━━━━━ ENTRIES SHOWN ━━━━━

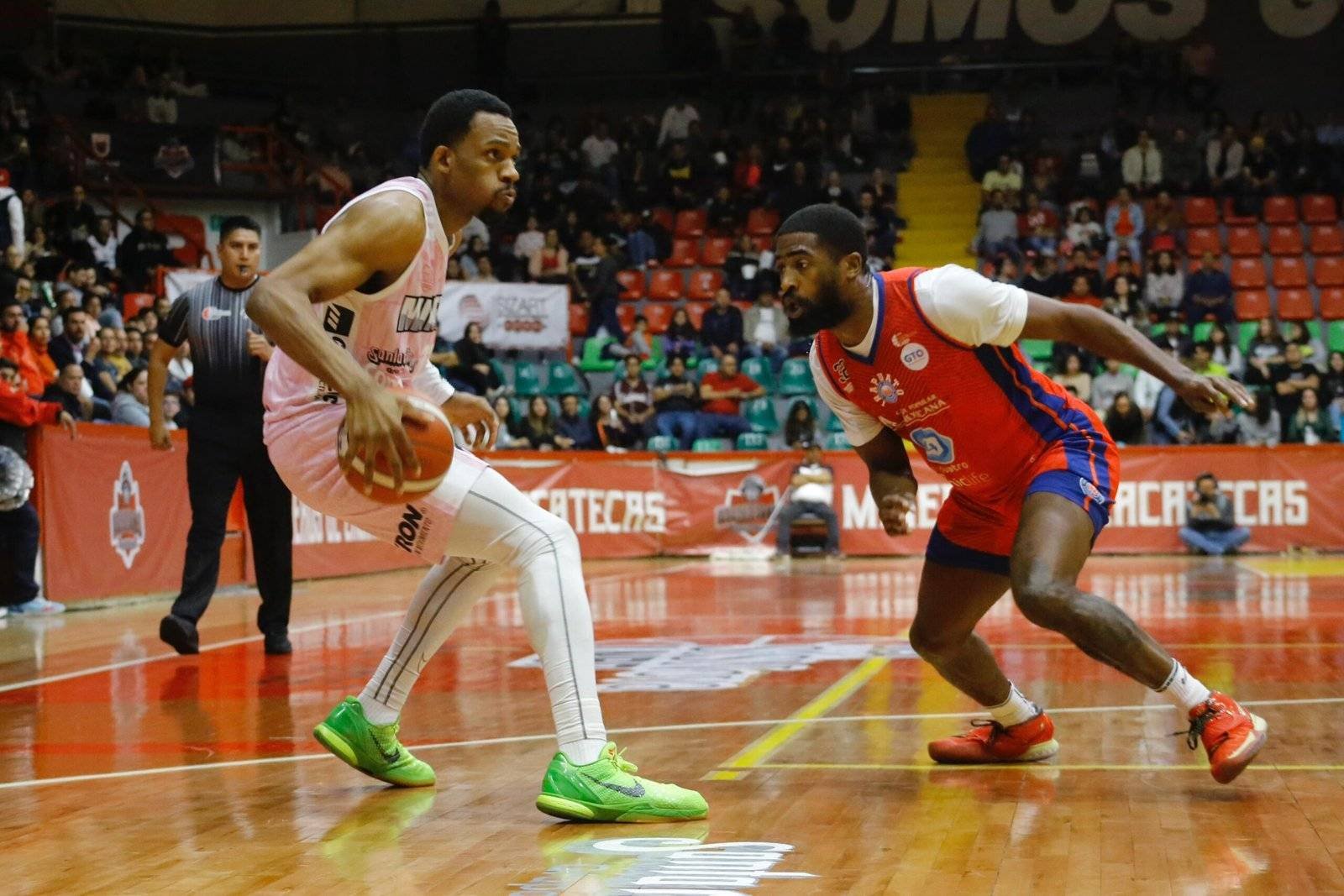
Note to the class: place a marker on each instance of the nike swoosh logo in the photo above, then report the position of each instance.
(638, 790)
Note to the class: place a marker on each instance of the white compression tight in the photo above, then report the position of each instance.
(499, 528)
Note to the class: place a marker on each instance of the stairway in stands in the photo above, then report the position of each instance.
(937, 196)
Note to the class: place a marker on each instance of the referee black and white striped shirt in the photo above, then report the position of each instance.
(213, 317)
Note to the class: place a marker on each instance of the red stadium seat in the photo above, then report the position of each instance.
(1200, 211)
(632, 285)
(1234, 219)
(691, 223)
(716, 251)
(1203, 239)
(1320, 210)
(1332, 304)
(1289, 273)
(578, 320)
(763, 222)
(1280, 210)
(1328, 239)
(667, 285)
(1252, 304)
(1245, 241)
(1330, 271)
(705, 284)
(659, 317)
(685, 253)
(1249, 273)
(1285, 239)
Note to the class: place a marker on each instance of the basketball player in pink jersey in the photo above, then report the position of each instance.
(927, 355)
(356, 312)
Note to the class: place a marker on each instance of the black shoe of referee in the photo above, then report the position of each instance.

━━━━━

ACTIVITY: Wherever a picture appears in the records, omit it, and transcribe everything else exactly.

REPLY:
Note to the class: place a marker on each instance of the nike swoosh logo in the photo above, then report the position of each instance.
(638, 790)
Note to the class: place a marker on each instance of the white compression tight in the photo above, then report the position of each instance.
(499, 528)
Note to the class: place a marker on each instance of the stairway in stands in the photo above, then report the position of each instance.
(937, 196)
Note to the class: place a marker on each instance of the referee black and white striped shirt in the photo above, then report the position of each instance.
(213, 317)
Note to the class: place a marker on each instance of the red stadium seat in the photo above, then report the position of each instance.
(1200, 211)
(632, 285)
(1234, 219)
(691, 223)
(716, 251)
(1203, 239)
(1320, 210)
(1332, 304)
(1289, 273)
(578, 320)
(763, 222)
(1280, 210)
(1328, 239)
(667, 285)
(1252, 304)
(1245, 241)
(1330, 271)
(705, 284)
(659, 317)
(685, 253)
(1249, 273)
(1285, 239)
Note to the class: place a marker on each instance of the basketball player in pink jersey in the photo above, then report the position of each instance.
(927, 355)
(356, 312)
Note to the class: place a marker on each instance of the black shoe of referee in the photo above, then report the position of each instance.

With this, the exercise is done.